━━━━━ SUPPLIED MATERIAL

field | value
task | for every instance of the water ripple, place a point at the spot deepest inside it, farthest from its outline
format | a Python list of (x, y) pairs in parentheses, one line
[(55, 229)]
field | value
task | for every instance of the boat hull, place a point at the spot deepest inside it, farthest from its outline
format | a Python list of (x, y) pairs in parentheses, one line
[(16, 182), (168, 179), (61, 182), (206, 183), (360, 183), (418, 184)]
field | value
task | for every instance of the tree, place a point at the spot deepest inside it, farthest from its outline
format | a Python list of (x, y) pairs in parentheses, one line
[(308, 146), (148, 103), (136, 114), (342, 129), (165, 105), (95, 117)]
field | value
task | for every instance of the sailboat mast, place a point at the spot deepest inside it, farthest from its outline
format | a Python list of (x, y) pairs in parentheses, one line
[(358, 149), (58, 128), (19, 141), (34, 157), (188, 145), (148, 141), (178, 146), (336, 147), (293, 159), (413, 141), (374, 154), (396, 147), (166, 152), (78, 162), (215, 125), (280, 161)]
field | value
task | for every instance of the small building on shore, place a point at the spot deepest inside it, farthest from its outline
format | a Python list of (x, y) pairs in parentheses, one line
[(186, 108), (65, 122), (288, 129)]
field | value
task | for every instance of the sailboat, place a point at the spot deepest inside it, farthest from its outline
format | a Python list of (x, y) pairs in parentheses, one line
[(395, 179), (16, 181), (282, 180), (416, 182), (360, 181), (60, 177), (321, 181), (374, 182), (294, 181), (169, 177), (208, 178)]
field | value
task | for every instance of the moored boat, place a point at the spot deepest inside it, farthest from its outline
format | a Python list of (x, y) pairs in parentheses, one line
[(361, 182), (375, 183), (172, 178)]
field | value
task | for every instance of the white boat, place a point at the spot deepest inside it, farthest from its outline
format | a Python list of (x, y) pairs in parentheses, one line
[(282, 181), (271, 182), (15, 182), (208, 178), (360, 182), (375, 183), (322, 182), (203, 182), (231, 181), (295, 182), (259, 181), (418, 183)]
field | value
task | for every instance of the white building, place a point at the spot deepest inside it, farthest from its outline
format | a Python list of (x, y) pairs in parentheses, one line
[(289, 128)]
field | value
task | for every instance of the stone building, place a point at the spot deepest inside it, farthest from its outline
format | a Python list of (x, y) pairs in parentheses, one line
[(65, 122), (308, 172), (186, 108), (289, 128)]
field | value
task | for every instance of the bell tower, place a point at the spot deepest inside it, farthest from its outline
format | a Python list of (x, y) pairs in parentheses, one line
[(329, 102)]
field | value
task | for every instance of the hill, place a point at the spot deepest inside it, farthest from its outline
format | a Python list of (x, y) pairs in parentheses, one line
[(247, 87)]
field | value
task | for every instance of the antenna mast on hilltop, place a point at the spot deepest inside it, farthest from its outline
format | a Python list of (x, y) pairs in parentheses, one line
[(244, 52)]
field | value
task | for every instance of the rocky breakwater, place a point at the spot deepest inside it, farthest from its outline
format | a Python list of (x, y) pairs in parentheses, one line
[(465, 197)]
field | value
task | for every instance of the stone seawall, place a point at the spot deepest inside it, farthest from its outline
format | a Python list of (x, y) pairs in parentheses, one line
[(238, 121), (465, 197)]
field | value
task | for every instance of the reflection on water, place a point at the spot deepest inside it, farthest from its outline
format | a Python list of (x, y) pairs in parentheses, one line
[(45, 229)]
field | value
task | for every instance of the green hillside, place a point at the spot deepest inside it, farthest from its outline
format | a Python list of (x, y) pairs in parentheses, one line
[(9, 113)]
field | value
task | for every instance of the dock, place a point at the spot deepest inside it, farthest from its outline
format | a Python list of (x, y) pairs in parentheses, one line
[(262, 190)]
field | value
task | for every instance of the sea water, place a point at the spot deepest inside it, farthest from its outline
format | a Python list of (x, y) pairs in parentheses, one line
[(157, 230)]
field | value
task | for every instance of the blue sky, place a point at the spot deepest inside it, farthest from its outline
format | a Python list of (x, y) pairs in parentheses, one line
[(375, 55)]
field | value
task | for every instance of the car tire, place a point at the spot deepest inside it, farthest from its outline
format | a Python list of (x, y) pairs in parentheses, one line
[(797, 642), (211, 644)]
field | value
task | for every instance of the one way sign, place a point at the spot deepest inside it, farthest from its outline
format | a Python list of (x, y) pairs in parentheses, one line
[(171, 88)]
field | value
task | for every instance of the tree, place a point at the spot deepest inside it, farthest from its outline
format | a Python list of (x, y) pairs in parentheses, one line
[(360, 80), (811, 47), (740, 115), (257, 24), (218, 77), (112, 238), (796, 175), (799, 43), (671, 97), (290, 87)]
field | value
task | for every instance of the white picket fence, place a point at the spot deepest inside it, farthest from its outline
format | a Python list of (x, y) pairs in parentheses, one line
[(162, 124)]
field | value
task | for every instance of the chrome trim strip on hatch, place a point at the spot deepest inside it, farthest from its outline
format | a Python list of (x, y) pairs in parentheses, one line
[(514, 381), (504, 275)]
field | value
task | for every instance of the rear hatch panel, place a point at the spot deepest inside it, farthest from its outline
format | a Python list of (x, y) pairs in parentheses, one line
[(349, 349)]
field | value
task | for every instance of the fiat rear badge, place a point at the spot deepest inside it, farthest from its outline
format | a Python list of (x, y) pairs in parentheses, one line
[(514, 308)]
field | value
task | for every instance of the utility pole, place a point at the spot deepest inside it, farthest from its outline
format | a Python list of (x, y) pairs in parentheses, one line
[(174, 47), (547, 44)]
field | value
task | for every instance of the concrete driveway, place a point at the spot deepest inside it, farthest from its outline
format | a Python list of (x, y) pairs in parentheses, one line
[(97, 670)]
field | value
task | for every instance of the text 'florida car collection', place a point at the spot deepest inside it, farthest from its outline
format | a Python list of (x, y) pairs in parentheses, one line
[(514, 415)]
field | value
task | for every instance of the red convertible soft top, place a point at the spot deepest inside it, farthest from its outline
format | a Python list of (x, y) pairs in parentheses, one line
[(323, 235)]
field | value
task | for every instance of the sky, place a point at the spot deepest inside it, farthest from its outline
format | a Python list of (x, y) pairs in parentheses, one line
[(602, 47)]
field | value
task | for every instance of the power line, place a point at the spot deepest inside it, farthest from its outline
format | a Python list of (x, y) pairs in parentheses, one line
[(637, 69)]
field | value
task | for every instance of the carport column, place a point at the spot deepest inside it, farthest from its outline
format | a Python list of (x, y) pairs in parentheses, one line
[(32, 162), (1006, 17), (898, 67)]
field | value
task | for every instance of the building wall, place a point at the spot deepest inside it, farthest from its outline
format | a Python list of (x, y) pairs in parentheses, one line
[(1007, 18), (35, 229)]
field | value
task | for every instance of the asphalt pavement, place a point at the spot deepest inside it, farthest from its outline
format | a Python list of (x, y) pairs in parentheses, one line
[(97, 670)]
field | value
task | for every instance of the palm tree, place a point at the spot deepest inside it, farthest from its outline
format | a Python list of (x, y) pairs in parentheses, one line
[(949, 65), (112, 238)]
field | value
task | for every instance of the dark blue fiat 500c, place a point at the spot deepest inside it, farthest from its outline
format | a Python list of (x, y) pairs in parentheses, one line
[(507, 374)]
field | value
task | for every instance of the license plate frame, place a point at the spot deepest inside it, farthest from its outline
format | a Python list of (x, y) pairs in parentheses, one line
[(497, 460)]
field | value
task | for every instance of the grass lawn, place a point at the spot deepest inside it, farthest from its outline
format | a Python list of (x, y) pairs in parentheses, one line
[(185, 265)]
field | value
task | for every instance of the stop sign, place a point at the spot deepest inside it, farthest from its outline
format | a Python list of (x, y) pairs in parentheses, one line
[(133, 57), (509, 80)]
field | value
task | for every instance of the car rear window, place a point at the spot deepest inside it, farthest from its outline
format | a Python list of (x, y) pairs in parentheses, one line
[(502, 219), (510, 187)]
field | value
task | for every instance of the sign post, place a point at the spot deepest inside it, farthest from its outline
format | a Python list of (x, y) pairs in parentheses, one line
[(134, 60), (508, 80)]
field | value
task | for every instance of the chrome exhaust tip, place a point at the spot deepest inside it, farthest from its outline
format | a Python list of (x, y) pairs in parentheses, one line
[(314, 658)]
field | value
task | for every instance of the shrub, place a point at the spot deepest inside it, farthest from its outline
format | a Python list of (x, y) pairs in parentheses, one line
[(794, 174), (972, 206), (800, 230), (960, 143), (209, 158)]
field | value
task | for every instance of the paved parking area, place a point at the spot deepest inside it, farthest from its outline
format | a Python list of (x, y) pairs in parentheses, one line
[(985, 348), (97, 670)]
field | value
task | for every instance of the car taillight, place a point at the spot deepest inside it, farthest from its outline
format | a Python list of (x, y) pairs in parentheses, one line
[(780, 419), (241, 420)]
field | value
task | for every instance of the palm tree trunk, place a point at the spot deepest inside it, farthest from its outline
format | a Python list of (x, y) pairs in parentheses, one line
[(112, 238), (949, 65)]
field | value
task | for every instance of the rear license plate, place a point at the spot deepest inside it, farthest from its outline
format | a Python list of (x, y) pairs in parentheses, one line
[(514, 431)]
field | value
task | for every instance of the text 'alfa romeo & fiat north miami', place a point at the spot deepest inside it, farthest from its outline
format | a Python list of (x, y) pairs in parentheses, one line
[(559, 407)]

━━━━━━━━━━

■ **TASK DESCRIPTION**
Please go through the entries and show every line with the word "hatch".

■ **TASK ANSWER**
task | for every instance of the chrome trim strip on hatch, place a point at the spot deepest inside it, farthest from its outline
task | for every instance of the rear hatch panel, place a point at the spot deepest inside it, farthest from its outline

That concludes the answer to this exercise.